* WORK TO BE COMPLETED *
Every line of the entries below that carries the string "chair" should be copied.

Top of SUPPLIED MATERIAL

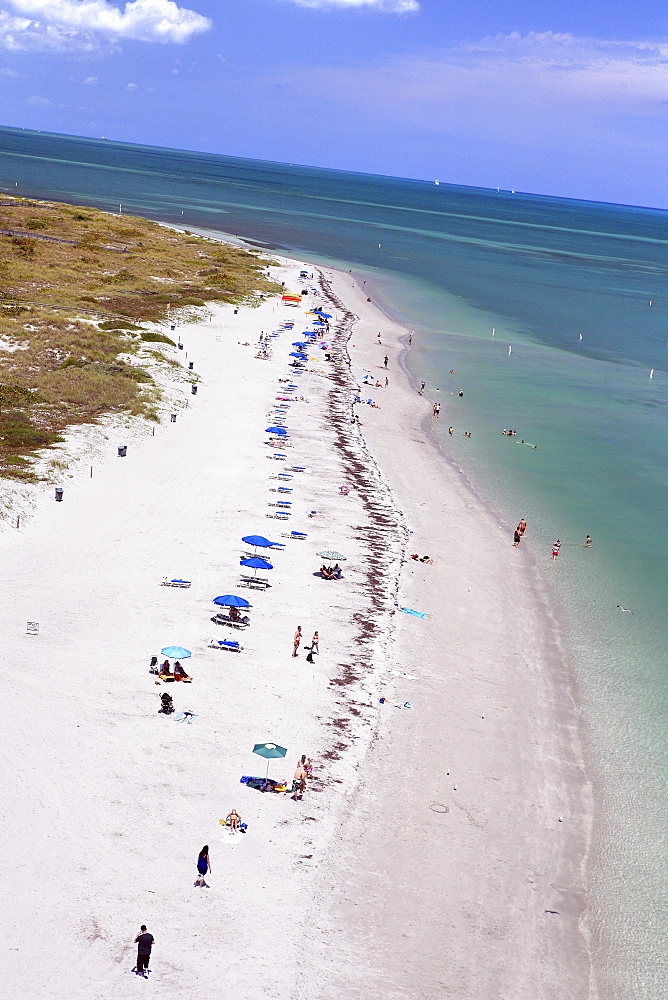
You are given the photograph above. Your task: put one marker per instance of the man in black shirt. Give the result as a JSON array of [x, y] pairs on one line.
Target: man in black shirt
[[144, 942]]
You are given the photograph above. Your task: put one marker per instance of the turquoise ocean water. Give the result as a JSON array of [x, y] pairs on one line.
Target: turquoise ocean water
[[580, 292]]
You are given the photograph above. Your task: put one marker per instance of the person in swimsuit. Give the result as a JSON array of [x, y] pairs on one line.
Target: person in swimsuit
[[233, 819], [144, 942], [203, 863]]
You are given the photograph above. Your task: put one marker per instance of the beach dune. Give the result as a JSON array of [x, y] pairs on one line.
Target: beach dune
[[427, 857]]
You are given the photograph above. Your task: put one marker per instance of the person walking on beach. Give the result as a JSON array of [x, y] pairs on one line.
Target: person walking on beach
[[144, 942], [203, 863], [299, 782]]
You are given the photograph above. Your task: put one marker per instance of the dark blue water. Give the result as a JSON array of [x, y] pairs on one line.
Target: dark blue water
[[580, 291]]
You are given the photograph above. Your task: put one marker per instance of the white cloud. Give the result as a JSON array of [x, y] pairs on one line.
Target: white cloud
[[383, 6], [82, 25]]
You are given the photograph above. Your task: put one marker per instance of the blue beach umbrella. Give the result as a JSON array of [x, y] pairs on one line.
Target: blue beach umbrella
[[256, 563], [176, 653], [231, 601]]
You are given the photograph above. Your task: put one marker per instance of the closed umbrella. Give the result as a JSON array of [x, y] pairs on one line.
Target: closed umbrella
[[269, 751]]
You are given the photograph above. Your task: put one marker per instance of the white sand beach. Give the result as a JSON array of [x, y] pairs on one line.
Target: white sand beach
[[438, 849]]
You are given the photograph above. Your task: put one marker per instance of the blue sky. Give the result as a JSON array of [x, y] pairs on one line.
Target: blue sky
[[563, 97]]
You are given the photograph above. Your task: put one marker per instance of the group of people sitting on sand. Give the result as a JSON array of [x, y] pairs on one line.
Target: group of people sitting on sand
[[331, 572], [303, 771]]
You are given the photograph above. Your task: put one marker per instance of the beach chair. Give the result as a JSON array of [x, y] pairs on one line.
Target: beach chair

Bottom of SUPPLIED MATERIAL

* SOLUTION TO THE EXERCISE *
You are given the photograph above. Your task: put one marker per instance of the beach chair. Give the result as a JSON array of [x, y] pairs on one line.
Target: beach chair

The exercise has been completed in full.